PROBLEM TO SOLVE >>
Once you reach the line containing "Identify the police" in the data below, restate each line word for word up to and including the one containing "<point>469,137</point>".

RECORDS FOR THIS TASK >>
"""

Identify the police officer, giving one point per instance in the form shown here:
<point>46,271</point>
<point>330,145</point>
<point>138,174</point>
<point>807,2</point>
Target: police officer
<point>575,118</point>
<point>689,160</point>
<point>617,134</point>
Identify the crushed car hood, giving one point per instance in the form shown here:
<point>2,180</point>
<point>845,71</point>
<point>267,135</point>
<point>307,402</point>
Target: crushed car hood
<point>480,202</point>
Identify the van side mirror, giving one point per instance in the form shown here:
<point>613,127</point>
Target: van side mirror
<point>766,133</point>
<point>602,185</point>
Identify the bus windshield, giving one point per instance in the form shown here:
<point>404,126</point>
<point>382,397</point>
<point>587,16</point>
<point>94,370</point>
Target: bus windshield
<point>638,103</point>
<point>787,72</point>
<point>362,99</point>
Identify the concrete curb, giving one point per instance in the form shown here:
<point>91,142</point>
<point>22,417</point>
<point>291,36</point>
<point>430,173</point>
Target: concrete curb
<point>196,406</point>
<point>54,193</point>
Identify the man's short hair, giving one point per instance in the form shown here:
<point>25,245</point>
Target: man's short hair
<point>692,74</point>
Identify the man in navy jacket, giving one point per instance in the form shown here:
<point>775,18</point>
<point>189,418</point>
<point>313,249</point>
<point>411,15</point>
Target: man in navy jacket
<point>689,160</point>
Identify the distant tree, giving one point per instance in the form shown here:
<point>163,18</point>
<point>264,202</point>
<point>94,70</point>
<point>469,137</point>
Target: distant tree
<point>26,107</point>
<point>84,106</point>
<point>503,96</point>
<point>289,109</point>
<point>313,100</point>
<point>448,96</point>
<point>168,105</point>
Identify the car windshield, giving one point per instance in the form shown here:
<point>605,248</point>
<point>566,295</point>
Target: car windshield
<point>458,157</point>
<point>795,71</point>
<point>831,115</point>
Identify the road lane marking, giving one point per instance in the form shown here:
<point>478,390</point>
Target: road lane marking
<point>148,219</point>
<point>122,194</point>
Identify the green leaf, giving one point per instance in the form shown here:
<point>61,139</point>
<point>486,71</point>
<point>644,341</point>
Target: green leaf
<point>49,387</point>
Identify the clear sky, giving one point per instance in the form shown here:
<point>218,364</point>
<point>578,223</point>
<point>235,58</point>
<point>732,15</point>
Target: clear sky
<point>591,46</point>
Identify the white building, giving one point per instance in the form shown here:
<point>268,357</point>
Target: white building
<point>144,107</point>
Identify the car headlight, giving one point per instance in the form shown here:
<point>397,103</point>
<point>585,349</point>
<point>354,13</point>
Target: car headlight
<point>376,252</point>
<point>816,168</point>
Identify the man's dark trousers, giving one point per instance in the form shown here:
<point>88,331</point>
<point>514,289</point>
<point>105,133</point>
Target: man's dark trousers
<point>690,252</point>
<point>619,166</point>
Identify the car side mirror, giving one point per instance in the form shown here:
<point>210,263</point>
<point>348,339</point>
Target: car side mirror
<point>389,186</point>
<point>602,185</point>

"""
"""

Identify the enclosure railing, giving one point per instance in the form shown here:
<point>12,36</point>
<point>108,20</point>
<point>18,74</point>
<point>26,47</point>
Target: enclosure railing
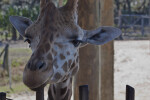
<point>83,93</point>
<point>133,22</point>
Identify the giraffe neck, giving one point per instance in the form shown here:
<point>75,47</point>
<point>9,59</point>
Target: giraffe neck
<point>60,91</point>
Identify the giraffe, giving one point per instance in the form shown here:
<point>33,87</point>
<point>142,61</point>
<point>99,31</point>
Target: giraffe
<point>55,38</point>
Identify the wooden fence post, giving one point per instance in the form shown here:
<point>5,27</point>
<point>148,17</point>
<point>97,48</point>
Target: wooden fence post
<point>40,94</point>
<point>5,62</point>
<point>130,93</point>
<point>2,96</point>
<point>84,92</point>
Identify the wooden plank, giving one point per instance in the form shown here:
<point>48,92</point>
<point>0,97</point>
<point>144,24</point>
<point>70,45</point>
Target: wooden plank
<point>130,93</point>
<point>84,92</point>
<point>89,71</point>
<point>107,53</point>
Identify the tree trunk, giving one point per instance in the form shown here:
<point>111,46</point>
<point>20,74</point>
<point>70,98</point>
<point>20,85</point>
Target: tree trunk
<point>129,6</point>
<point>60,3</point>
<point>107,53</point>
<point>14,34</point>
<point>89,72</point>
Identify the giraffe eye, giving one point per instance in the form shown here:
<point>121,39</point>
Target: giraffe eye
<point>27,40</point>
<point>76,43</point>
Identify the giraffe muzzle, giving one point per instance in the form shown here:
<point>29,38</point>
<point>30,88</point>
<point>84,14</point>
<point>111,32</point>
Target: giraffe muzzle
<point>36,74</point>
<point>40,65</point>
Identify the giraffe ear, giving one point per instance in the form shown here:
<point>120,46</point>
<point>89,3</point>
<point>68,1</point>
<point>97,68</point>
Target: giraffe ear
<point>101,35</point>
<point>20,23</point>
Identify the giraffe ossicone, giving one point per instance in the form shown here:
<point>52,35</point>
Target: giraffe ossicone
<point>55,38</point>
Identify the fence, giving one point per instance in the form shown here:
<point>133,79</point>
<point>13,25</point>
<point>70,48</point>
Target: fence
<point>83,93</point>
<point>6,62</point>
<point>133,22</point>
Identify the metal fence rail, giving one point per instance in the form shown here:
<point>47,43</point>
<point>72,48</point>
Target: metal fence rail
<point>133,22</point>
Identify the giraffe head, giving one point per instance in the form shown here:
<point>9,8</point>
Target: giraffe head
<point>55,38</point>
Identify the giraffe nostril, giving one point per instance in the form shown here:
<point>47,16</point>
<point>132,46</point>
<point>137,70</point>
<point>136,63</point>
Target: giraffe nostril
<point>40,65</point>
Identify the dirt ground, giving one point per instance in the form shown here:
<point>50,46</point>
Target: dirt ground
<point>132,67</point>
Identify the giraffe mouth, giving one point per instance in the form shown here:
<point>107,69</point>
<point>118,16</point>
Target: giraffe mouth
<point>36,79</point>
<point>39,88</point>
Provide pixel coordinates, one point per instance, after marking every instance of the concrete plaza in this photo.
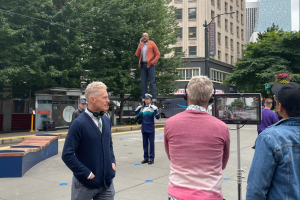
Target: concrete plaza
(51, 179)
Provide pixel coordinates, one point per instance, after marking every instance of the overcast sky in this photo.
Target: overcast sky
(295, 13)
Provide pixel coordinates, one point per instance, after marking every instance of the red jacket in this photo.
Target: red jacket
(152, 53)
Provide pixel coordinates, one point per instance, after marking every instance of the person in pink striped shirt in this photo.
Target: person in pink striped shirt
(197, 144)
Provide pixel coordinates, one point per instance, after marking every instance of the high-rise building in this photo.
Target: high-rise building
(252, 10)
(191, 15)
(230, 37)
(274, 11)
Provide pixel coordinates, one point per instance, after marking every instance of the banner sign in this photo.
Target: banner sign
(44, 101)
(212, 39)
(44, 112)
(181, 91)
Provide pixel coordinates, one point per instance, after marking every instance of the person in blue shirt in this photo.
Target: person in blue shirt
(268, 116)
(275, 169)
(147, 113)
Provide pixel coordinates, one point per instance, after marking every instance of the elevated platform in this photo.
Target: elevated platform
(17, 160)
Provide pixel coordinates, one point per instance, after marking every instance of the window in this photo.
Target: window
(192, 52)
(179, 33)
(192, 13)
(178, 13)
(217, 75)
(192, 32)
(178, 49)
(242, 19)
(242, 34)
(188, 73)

"""
"""

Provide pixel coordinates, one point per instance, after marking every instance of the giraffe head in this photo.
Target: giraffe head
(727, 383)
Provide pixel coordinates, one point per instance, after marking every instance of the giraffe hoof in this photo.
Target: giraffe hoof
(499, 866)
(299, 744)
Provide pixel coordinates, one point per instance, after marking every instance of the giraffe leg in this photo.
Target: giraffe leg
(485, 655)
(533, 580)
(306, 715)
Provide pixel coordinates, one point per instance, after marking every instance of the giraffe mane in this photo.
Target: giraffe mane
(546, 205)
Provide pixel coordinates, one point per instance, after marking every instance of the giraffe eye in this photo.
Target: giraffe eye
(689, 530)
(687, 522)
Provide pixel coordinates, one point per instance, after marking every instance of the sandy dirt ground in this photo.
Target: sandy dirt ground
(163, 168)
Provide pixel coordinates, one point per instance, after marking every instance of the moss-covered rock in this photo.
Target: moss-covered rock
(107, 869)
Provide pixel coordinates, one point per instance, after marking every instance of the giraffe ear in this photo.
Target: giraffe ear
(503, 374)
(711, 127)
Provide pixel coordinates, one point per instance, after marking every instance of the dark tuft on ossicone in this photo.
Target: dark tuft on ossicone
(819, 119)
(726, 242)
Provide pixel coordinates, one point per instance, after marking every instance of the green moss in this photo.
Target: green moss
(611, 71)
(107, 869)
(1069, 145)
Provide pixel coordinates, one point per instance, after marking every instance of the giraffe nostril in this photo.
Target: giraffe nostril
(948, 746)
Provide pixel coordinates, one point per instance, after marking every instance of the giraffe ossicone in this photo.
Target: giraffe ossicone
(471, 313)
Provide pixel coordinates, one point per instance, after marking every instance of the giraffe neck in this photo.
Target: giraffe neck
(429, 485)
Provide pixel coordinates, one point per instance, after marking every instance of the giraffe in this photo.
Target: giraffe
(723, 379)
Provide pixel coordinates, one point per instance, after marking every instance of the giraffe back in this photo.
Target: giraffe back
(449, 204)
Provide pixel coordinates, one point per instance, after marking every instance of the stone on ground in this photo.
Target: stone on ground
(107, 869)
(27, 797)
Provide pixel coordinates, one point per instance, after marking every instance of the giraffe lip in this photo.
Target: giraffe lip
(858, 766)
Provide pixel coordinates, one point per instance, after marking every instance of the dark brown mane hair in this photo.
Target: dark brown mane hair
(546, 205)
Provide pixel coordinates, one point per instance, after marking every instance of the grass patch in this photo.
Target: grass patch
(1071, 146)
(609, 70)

"""

RESULT >>
Identify the police officer, giving one point per instance in the form shown here:
<point>46,271</point>
<point>330,145</point>
<point>138,174</point>
<point>807,2</point>
Target: police officer
<point>575,118</point>
<point>689,160</point>
<point>617,134</point>
Identify the crushed car hood, giving one point per instance in the form shown here:
<point>2,180</point>
<point>845,71</point>
<point>267,135</point>
<point>307,402</point>
Target: crushed car hood
<point>480,202</point>
Identify the van side mirror, giving one point per instance in the form shown here:
<point>613,127</point>
Target: van side mirror
<point>766,133</point>
<point>602,185</point>
Identify the bus windshield, giving one point per instance in the form shown here:
<point>404,126</point>
<point>382,397</point>
<point>587,16</point>
<point>94,370</point>
Target: bus windshield
<point>638,103</point>
<point>787,72</point>
<point>362,99</point>
Identify the concrete curb, giving one point per instance in the form shown here:
<point>91,142</point>
<point>22,417</point>
<point>291,36</point>
<point>430,173</point>
Target: concrete curb
<point>196,406</point>
<point>54,193</point>
Identify the man's short hair, giving one point per instance in the form shown here:
<point>25,245</point>
Target: man's short hair
<point>692,74</point>
Identify the man in navy jacket, giving one point per instance in the form shown here:
<point>775,18</point>
<point>189,418</point>
<point>313,249</point>
<point>411,15</point>
Target: man in navy jacket
<point>689,160</point>
Identify the distant tree, giving one point per instance in the form shown here:
<point>163,18</point>
<point>264,202</point>
<point>94,70</point>
<point>469,137</point>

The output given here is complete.